How many lines in the records below contain the string "yellow"? Answer with the number alone.

Point localization data:
((
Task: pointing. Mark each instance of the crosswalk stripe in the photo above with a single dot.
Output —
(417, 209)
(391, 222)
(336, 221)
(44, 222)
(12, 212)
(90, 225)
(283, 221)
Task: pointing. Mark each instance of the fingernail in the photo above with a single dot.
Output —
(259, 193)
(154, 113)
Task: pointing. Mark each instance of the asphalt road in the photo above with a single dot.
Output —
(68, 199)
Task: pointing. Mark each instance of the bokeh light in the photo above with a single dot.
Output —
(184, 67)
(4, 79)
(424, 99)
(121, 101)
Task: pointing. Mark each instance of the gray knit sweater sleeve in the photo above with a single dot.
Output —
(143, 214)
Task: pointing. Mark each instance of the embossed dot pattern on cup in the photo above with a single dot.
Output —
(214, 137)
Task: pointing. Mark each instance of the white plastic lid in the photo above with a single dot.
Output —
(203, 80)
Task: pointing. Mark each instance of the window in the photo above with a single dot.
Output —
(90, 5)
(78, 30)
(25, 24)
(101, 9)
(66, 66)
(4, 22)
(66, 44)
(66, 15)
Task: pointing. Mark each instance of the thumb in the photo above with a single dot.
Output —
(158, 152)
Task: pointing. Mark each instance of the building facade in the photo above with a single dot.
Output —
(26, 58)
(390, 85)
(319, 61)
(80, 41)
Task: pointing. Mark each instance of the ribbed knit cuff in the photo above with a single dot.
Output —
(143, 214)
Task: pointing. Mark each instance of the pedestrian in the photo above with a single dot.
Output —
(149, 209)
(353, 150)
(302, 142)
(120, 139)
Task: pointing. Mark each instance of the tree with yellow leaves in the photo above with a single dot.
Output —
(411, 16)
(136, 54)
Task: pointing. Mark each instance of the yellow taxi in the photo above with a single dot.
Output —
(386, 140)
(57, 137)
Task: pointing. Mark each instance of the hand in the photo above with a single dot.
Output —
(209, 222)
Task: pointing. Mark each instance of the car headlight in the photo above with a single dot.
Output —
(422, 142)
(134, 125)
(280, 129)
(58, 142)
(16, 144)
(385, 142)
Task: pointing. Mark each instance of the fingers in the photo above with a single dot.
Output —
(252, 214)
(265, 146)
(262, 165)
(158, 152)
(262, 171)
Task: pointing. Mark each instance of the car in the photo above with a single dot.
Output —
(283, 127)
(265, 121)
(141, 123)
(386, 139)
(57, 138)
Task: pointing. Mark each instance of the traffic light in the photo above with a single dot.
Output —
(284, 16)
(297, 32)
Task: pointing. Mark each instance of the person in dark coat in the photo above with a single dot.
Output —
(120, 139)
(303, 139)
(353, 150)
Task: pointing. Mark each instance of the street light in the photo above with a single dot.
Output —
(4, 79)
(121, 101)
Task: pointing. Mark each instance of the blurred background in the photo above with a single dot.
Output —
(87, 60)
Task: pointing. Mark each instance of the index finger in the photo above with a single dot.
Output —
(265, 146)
))
### Solution below
2